Brano del documento:
--

Teresa del Giudice, nuovo presidente del CTS di Re Soil Foundation: “Trasformiamo gli eventi meteo estremi in opportunità per intervenire sull’emergenza suolo. La comunità scientifica sottolinei la stretta connessione tra cura dei suoli e salute umana”

di Emanuele Isonio

 

“Le drammatiche immagini dell’alluvione che ha colpito Valencia, prima ancora quella della Romagna e, poche ore fa, le fortissime piogge che stanno mettendo in ginocchio la Sicilia orientale stanno facendo comprendere che gli eventi meteo estremi causati dal cambiamento climatico non sono un problema per i nostri nipoti. Sono una realtà tangibile, con impatti diretti sulle nostre vite, sul nostro sistema agricolo e sulla nostra economia. In questo scenario drammatico si crea una finestra di opportunità. Noi come comunità scientifica dobbiamo essere bravi a coglierla, offrendo analisi e risposte percorribili”. A dirlo è Teresa Del Giudice, docente di Economia agraria all’università di Napoli Federico II e da poche settimane nominata nuova presidente del Comitato Tecnico Scientifico di Re Soil Foundation.

Professoressa Del Giudice, perché fino ad ora l’emergenza suolo è stata sottovalutata da amministratori e opinione pubblica?

La visione del suolo si è evoluta molto velocemente. Le scienze del suolo in poco tempo sono passate dal considerarlo un substrato inerte a descriverlo come un ecosistema vivente, tra i più importanti del Pianeta e dal quale dipendono molti servizi garantiti al genere umano e, in particolare, il cibo. La velocità con cui si è evoluta la valutazione tra gli scienziati non è la stessa del resto della società. Questo sta causando problemi. Soprattutto nel nostro Paese.

Organizzazione della rete alimentare del suolo. Modello semplificato dei diversi gruppi di organismi del suolo: i microrganismi, micro, meso e macrofauna sono raggruppati in tre categorie nella rete alimentare e la sua differenziazione funzionale. In primo luogo, la micro-rete alimentare (linee tratteggiate) comprende batteri e funghi, che sono alla base della rete alimentare e decompongono la materia organica del suolo, che rappresenta la risorsa di base dell'ecosistema del suolo, e i loro predatori diretti, protozoi e nematodi. In secondo luogo, i trasformatori della lettiera includono i microartropodi che frammentano la lettiera, creando nuove superfici per l'attacco microbico. Infine, gli ingegneri dell'ecosistema, come termiti, lombrichi e formiche, modificano la struttura del suolo migliorando la circolazione di nutrienti, energia, gas e acqua. Adattato da Coleman e Wall, 2015. FONTE: FAO State of knowledge of soil biodiversity—Report 2020.

--

Consegna: Correggi il brano sull'emergenza suolo nel tratto che va da "Professoressa Del Giudice, perché" fino a "nel nostro Paese.", mettendo "cittadini" al posto di "opinione pubblica", e riscrivi quel tratto.

Materiale fornito:
--

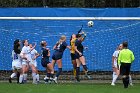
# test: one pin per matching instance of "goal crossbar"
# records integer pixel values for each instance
(69, 18)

--

Risultato:
Professoressa Del Giudice, perché fino ad ora l’emergenza suolo è stata sottovalutata da amministratori e cittadini?

La visione del suolo si è evoluta molto velocemente. Le scienze del suolo in poco tempo sono passate dal considerarlo un substrato inerte a descriverlo come un ecosistema vivente, tra i più importanti del Pianeta e dal quale dipendono molti servizi garantiti al genere umano e, in particolare, il cibo. La velocità con cui si è evoluta la valutazione tra gli scienziati non è la stessa del resto della società. Questo sta causando problemi. Soprattutto nel nostro Paese.